TASK INPUT: Begin
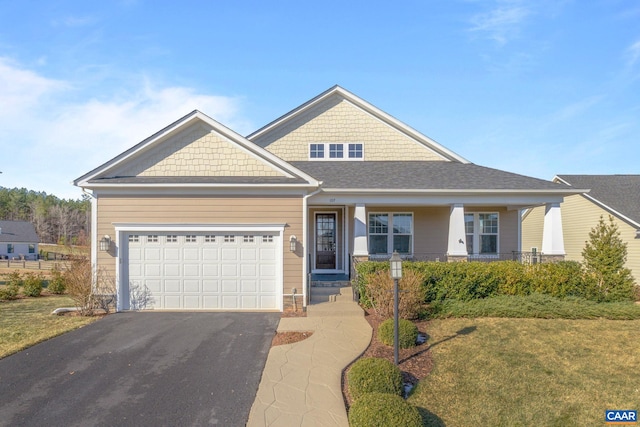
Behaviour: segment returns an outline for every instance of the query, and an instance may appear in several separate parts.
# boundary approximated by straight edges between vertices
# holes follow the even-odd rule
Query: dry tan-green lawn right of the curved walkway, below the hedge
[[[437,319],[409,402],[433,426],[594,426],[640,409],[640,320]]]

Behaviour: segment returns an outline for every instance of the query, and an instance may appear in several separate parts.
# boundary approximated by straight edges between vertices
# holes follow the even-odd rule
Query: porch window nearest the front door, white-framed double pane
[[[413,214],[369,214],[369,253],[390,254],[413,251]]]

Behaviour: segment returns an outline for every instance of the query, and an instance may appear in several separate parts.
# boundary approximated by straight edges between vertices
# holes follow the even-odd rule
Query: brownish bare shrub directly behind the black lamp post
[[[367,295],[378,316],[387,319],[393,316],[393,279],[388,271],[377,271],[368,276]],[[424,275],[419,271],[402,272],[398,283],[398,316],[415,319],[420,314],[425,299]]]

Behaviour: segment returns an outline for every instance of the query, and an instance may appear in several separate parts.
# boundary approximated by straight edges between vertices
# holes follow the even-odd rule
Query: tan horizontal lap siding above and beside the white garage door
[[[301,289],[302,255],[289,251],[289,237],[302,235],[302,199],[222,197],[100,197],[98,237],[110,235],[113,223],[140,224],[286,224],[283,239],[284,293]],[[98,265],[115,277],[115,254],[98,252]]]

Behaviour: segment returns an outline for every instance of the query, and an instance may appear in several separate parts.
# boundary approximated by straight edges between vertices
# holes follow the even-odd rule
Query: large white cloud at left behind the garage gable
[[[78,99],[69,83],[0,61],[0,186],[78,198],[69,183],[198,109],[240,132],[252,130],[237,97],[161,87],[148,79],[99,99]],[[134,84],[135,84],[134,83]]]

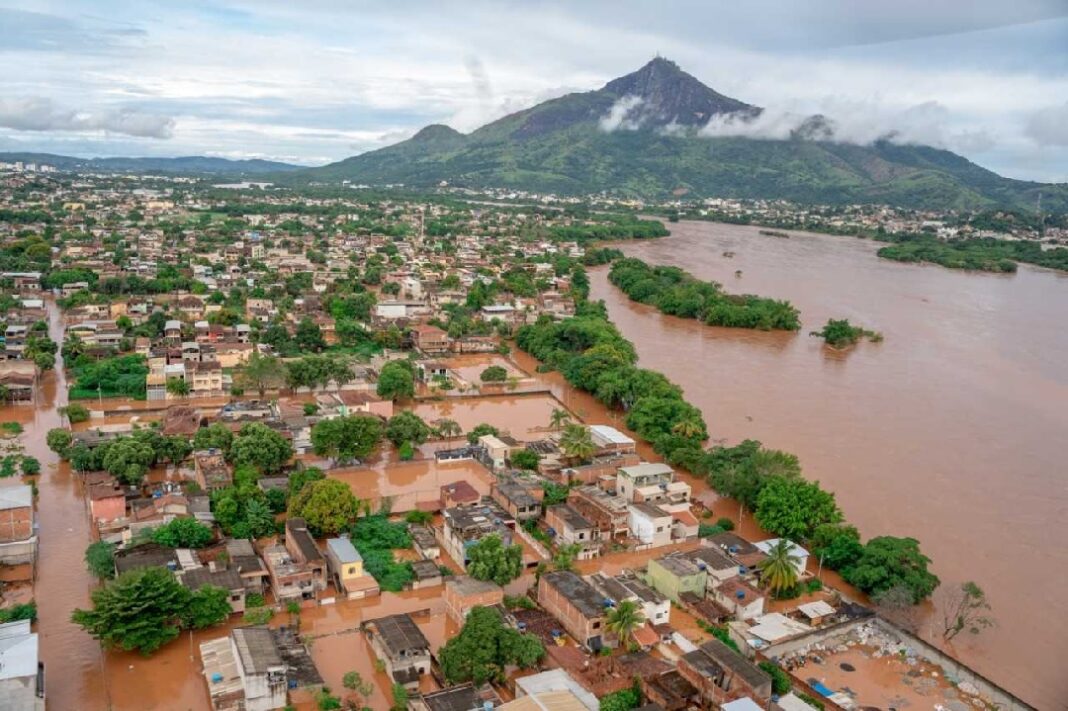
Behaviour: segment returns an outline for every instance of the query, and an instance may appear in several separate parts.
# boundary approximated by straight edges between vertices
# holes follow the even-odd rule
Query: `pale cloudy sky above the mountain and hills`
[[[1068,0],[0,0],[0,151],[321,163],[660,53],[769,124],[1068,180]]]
TASK INPUT: End
**WORK INSTRUCTIONS:** Transcribe each entry exactly, pictures excluded.

**ANSWER AREA:**
Behaviour: segment returns an outline for every instance of the query, and an instance may appear in several separate parts.
# boundary approximated by straight edges between vertices
# holes follow the even-odd rule
Query: dry tan-green lawn right of the curved walkway, below the hedge
[[[437,319],[409,402],[433,426],[594,426],[640,409],[640,320]]]

Behaviour: segment returns an outline for every instance of the query, and an instance may appear in several separate parts.
# boundary approximated by straight edges between vertices
# holes follow the even-odd rule
Query: porch window nearest the front door, white-framed double pane
[[[413,214],[369,214],[369,253],[390,254],[413,251]]]

Behaviour: segment returns an outline for every instance of the query, and an instance may appear in several separate parts.
# boundary approximated by straight edges between vertices
# holes follow the even-odd rule
Query: brownish bare shrub directly behind the black lamp post
[[[367,295],[378,316],[387,319],[393,316],[393,279],[388,271],[377,271],[368,276]],[[424,275],[419,271],[402,272],[398,283],[398,316],[415,319],[420,314],[425,299]]]

Behaviour: segment returns an outline for every instance of the query, and an instance may appear in several separate parts.
# boundary approximated by straight edges between vertices
# holes follow the even-odd rule
Query: tan horizontal lap siding above and beside the white garage door
[[[301,289],[302,255],[289,251],[289,237],[302,235],[302,199],[222,197],[100,197],[98,237],[110,235],[113,223],[140,224],[286,224],[283,239],[284,293]],[[98,265],[115,277],[115,254],[98,252]]]

Behaviour: segment returns an outline for every instance of the query, and an instance may appear in several separate parts.
# boundary approximated by straight edges between vertices
# holes follow the even-odd rule
Query: large white cloud at left behind the garage gable
[[[78,99],[69,83],[0,61],[0,186],[78,198],[69,183],[198,109],[240,132],[252,130],[237,97],[161,87],[148,79],[99,99]],[[134,84],[135,84],[134,83]]]

Behaviour: segment returns an outline for every instance of the query, and an instance may appear in several separate parts.
# boundary approximated by straight edges between vertices
# holes follow the even-odd rule
Query: `pale cloudy sky above the mountain and hills`
[[[1068,0],[0,0],[0,151],[321,163],[660,53],[769,124],[1068,180]]]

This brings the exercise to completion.